Required task:
Report every line of the rows below that contains the string "tiger". Match case exactly.

Material supplied:
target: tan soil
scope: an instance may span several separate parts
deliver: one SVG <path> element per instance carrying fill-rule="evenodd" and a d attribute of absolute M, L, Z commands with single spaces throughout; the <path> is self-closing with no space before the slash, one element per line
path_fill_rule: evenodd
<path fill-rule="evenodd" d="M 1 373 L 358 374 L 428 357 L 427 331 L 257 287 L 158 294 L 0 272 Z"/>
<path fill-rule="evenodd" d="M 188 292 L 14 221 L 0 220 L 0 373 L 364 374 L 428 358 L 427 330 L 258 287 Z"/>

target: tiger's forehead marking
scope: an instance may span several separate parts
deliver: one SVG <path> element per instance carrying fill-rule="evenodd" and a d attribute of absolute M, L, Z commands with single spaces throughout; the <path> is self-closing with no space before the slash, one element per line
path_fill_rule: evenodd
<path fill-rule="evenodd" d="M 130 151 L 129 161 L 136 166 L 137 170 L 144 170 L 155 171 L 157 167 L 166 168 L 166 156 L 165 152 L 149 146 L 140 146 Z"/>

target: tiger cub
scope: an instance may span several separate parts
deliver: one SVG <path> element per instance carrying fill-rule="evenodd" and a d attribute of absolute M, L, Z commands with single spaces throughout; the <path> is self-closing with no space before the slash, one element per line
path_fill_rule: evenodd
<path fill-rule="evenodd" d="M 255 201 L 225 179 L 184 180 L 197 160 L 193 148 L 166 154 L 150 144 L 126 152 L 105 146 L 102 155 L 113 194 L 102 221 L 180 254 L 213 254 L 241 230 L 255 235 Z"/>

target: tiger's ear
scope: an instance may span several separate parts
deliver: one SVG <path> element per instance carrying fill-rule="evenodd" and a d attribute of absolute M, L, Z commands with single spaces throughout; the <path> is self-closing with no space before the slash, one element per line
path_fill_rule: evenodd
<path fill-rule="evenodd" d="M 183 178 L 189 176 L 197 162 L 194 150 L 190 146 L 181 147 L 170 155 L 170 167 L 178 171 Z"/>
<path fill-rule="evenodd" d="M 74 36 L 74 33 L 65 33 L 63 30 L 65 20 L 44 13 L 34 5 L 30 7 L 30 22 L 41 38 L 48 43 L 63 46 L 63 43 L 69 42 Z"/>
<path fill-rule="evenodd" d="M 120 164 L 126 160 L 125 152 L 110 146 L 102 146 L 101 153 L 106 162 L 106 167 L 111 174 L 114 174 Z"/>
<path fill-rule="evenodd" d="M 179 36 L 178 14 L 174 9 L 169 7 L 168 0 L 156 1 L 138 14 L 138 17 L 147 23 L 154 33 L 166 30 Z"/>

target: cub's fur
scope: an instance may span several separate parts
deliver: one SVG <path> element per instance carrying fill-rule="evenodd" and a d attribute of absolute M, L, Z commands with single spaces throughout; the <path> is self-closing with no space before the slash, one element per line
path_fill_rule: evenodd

Solved exercise:
target: tiger's forehead marking
target: tiger cub
target: tiger's ear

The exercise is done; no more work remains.